§ TEXT SECTION

■ ■ ■

As an Indian man dating a Japanese American woman, I feel blessed to experience the joys and the troubles associated with interracial relationships firsthand. Unfortunately, I can quickly dispel at least one common myth: despite our adorable relationship goals, we have had zero impact on institutional racism, and little to no control over quizzical stares in our direction or comical questions over our identities. There are, however, a few areas where I do hope we can promote change. As my better half finishes her Peace Corps term on a remote island in the Western Pacific and arrives in India, we will inevitably force all previous generations of Nairs to come to terms with welcoming a non-Indian into their family. The family is going to have to adopt its very own “Look East” or “Asia Pivot” policy. My extended family is used to change and to modernizing influences, but this will still be a paradigm shift for them. You see, my father and mother are from South India and North India respectively, and their love story resembles a Bollywood love saga: boy and girl meet at work, fall in love, boy and girl marry against parents’ wishes, but parents eventually come around when the first child comes into the picture. This was the drama around what was then a scandalous, inter-caste, inter-regional marriage. I have no idea what to expect in our case, but thanks to changing times, at least the parents seem to be cautiously on board with the idea. This gives me some solace as we unravel the stitches on old wounds.
I have more than a little fear at what lies ahead with the potential experiment of living together in India, even assuming things go very smoothly in family matters. There is the subtle and occasionally blatant racism experienced by individuals who look like they are from Northeast India, the curious and occasionally hostile staring, and, of course, the safety concerns that apply to any and all women navigating an unknown territory. After having been long distance for over 2.5 years though, I can safely say the excitement overpowers the anxiety.
My partner once showed me an article that anecdotally mentioned how interracial couples have to put in twice as much effort to make the relationship work. Otherwise, the judgment, both internalized and external, begins to unravel the relationship. I think back to Barry and ask myself what went wrong and what lessons we can learn from this romanticized story (assuming the depiction is at least somewhat accurate). The one lesson that jumps out is that when two consenting individuals enter into a relationship based on different cultural backgrounds or identities, it becomes difficult to isolate yourself and start questioning your own identity without involving the partner in the process. The hostile stares, the uncomfortable family probes, and the quizzical questions from strangers start piercing deeper and deeper the minute you isolate your partner from the equation.
In the end, interracial, and, in my case, intercontinental, relationships have the power to bridge cultural gaps and combine the best of both communities into one harmonious union. And yet, attitudes and systems are both sticky and vulnerable to internalized racism. While I have neither the qualifications nor the foresight to offer advice for other couples navigating this tenuous yet rewarding space, I look forward to seeing where our own process takes us and hesitantly remind myself that circumstances vary and Barry isn’t an automatic death sentence for all interracial couples.

■ ■ ■

§ WORK TASK 1
In the essay on interracial dating, how long has the couple been in a long-distance relationship?
§ WORK TASK 2
List the stages of the parents' love story as the essay on interracial dating lays them out.

■ ■ ■

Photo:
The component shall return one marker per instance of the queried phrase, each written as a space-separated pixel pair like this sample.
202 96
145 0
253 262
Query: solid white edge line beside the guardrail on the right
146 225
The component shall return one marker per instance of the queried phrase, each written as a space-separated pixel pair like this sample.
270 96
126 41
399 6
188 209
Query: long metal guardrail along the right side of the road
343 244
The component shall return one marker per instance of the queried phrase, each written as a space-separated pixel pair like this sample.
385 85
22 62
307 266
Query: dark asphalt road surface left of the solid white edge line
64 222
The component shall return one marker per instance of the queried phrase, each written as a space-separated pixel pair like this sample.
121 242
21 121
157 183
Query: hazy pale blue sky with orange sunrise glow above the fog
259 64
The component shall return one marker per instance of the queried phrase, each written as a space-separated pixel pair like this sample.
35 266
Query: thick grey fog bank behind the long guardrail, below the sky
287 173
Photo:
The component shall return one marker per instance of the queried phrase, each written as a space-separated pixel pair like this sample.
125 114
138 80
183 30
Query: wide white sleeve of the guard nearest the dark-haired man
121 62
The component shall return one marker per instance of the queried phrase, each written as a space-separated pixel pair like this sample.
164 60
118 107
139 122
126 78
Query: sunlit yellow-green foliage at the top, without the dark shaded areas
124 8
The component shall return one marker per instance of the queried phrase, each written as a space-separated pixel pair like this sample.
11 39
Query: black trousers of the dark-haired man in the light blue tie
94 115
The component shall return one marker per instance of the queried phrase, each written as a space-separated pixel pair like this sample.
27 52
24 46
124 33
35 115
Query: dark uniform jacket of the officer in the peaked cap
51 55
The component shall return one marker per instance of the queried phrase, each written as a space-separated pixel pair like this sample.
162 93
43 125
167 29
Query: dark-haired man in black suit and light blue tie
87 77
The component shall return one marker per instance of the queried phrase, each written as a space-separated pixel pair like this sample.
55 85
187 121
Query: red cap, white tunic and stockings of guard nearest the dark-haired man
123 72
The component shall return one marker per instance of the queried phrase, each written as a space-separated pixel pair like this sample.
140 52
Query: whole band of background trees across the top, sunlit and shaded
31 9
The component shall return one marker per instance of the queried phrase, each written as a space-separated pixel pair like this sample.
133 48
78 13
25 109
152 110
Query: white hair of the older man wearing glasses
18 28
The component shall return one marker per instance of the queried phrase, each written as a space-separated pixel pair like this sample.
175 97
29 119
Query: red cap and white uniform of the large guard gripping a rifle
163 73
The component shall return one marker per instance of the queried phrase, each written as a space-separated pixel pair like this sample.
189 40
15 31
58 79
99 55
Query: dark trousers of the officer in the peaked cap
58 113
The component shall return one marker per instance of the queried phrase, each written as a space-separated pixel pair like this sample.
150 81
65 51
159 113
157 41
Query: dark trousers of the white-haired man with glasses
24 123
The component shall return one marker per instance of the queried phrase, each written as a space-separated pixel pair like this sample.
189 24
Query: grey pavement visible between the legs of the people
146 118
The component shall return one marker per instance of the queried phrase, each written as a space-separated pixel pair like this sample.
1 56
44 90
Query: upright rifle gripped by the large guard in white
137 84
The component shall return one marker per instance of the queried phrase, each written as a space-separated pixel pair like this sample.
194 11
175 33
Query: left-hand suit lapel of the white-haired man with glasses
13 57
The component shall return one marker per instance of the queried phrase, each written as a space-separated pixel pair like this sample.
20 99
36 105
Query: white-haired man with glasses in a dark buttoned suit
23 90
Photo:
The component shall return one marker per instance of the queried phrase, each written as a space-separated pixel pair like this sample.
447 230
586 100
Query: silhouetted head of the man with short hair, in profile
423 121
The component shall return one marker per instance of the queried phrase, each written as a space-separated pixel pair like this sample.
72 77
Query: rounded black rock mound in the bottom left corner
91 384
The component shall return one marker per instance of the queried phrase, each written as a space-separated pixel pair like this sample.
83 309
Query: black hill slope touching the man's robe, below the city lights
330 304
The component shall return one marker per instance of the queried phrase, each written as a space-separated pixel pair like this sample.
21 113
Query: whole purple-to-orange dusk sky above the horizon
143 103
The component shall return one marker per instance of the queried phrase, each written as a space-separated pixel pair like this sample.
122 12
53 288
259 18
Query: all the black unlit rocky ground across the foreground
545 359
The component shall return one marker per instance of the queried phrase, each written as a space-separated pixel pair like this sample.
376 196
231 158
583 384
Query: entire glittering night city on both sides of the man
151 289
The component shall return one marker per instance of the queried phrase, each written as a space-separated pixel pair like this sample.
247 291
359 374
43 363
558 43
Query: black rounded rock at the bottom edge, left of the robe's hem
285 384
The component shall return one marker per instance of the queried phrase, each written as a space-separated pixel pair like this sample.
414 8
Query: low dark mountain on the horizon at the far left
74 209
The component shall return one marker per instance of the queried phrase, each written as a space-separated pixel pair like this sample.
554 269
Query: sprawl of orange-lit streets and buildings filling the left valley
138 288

■ ■ ■

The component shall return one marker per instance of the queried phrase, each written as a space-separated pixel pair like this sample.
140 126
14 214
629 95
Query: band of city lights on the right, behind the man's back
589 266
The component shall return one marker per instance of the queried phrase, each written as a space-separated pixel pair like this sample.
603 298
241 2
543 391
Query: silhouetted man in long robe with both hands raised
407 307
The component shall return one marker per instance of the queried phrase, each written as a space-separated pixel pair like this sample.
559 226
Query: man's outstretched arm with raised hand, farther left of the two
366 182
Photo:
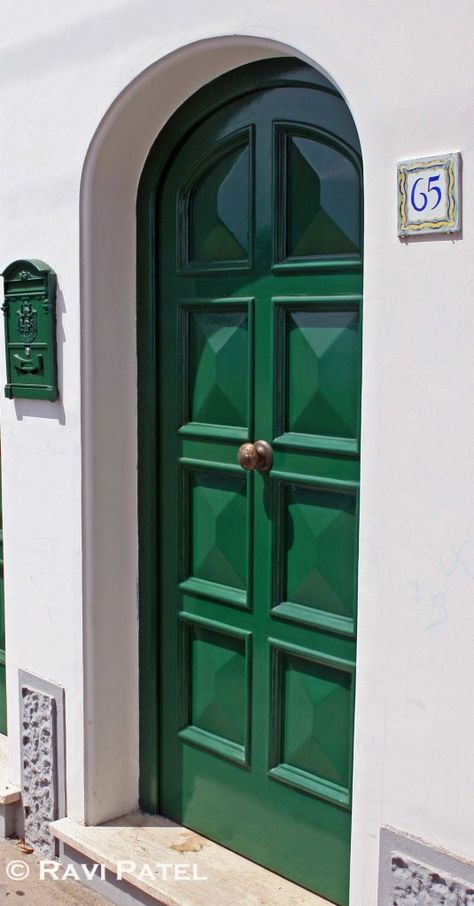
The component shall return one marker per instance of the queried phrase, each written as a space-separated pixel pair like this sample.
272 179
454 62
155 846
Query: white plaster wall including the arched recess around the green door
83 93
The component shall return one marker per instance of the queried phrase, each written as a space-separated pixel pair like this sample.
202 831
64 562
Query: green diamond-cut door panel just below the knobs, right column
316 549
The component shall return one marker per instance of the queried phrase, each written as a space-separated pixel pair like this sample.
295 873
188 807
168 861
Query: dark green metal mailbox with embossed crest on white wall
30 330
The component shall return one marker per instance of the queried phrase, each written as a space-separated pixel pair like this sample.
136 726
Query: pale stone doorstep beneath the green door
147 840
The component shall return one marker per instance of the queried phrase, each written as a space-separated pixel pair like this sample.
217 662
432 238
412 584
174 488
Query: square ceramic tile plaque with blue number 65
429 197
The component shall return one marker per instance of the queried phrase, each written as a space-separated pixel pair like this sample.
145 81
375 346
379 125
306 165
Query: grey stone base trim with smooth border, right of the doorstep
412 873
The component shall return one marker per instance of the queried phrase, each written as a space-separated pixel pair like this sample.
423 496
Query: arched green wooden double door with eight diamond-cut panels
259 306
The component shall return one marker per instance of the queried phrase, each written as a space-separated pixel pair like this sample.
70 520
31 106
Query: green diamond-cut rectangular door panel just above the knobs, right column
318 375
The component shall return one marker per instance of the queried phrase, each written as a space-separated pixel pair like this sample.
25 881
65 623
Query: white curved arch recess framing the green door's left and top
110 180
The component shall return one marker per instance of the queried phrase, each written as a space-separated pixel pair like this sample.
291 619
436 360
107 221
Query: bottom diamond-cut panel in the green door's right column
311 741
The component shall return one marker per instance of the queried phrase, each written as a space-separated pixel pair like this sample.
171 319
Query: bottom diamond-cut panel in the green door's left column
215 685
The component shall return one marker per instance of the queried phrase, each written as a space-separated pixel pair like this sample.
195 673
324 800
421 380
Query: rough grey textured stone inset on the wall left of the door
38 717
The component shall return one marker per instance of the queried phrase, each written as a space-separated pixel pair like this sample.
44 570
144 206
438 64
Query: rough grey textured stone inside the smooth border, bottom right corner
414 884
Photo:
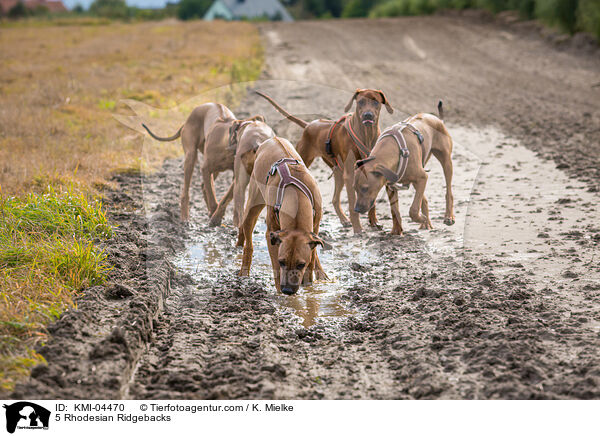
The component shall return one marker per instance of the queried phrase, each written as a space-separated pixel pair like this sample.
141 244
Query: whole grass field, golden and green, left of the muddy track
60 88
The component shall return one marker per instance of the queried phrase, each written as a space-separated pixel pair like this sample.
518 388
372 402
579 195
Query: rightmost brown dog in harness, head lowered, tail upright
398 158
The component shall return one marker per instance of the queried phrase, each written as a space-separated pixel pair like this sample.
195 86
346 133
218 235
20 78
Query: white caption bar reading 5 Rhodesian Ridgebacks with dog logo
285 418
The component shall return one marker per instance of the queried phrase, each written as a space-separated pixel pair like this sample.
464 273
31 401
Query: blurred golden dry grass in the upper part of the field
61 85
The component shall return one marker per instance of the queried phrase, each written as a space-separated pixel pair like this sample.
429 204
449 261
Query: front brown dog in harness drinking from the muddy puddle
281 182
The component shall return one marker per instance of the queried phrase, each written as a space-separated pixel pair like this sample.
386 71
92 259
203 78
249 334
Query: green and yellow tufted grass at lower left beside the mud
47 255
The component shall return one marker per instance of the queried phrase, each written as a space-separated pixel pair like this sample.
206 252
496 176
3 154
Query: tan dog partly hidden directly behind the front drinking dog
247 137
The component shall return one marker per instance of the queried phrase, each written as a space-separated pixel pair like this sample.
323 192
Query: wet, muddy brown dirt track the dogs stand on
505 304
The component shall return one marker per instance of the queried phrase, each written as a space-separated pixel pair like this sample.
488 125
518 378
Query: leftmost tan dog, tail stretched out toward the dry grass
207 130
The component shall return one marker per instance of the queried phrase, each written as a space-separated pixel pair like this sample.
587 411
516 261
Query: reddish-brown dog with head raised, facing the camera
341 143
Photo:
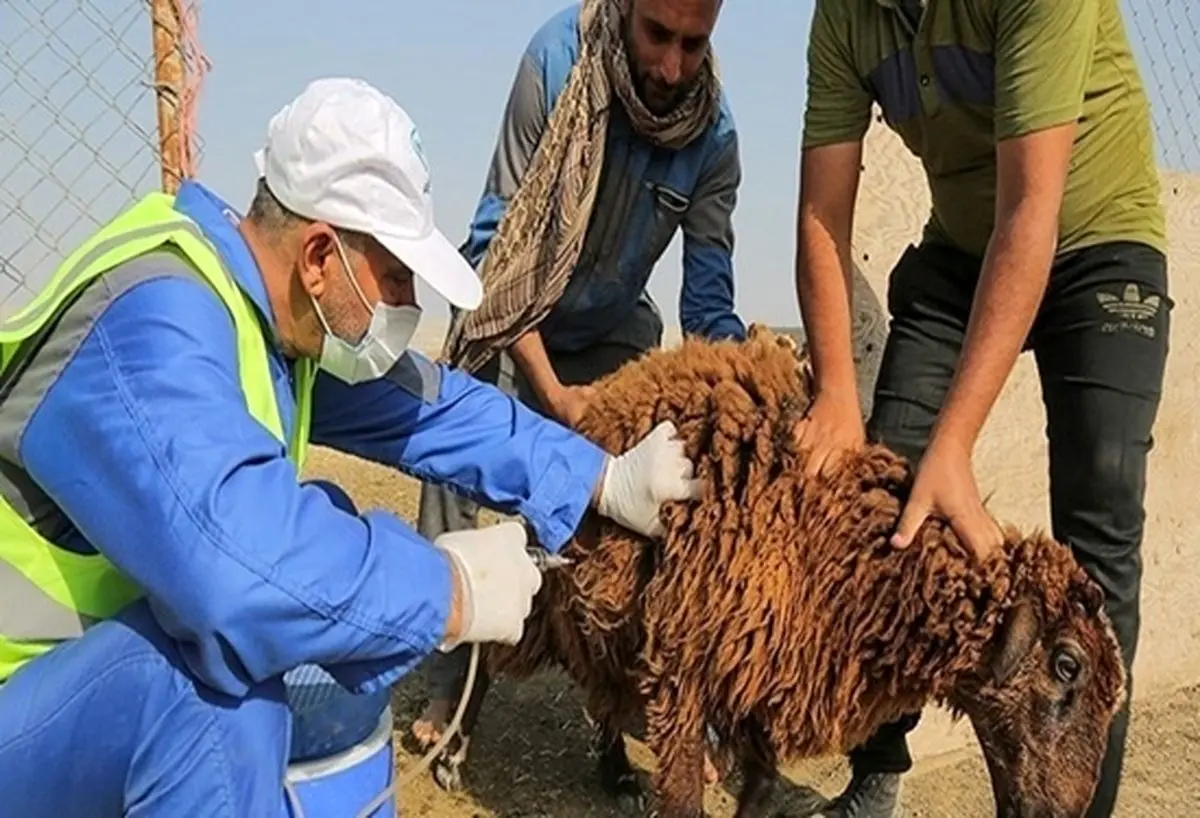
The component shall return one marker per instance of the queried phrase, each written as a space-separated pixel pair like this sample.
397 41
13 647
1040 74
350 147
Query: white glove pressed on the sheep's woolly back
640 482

■ ■ ■

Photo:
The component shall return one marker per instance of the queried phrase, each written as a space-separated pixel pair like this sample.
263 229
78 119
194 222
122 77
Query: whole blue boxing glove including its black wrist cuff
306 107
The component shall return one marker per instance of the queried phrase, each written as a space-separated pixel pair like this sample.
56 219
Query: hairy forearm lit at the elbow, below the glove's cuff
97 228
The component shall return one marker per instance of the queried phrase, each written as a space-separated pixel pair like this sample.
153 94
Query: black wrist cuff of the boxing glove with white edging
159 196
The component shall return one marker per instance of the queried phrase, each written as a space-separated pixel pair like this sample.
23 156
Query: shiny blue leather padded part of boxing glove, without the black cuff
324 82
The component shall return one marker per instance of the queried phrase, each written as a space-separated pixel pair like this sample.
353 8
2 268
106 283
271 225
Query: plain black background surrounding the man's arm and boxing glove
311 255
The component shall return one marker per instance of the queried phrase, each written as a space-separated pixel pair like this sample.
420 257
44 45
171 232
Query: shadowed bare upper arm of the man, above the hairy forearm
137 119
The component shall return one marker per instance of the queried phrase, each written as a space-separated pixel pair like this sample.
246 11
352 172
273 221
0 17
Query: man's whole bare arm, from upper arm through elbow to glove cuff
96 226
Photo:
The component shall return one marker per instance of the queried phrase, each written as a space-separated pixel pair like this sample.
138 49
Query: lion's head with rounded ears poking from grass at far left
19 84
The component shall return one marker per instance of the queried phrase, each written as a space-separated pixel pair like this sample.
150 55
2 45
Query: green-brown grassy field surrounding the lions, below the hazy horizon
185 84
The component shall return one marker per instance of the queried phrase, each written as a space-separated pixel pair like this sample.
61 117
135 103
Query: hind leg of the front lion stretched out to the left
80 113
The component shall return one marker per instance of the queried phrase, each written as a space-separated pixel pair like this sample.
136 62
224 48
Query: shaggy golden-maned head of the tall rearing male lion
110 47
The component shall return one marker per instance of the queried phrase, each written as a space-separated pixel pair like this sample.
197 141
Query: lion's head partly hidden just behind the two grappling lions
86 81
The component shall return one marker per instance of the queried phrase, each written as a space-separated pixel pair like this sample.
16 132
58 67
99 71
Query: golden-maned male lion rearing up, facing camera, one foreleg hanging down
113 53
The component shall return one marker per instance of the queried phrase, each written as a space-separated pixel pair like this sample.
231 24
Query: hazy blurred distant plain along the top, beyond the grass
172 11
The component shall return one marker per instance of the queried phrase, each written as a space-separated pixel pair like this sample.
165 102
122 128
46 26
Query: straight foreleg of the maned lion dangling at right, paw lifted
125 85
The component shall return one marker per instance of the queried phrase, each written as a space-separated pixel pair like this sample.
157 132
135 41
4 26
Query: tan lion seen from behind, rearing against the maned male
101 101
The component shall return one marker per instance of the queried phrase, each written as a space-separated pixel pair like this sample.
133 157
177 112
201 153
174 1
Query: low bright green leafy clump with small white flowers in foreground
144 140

■ ■ ■

§ REPLY 1
Over 2.5 years.

§ REPLY 2
1. Boy and girl meet at work.
2. They fall in love.
3. They marry against their parents' wishes.
4. The parents eventually come around when the first child comes into the picture.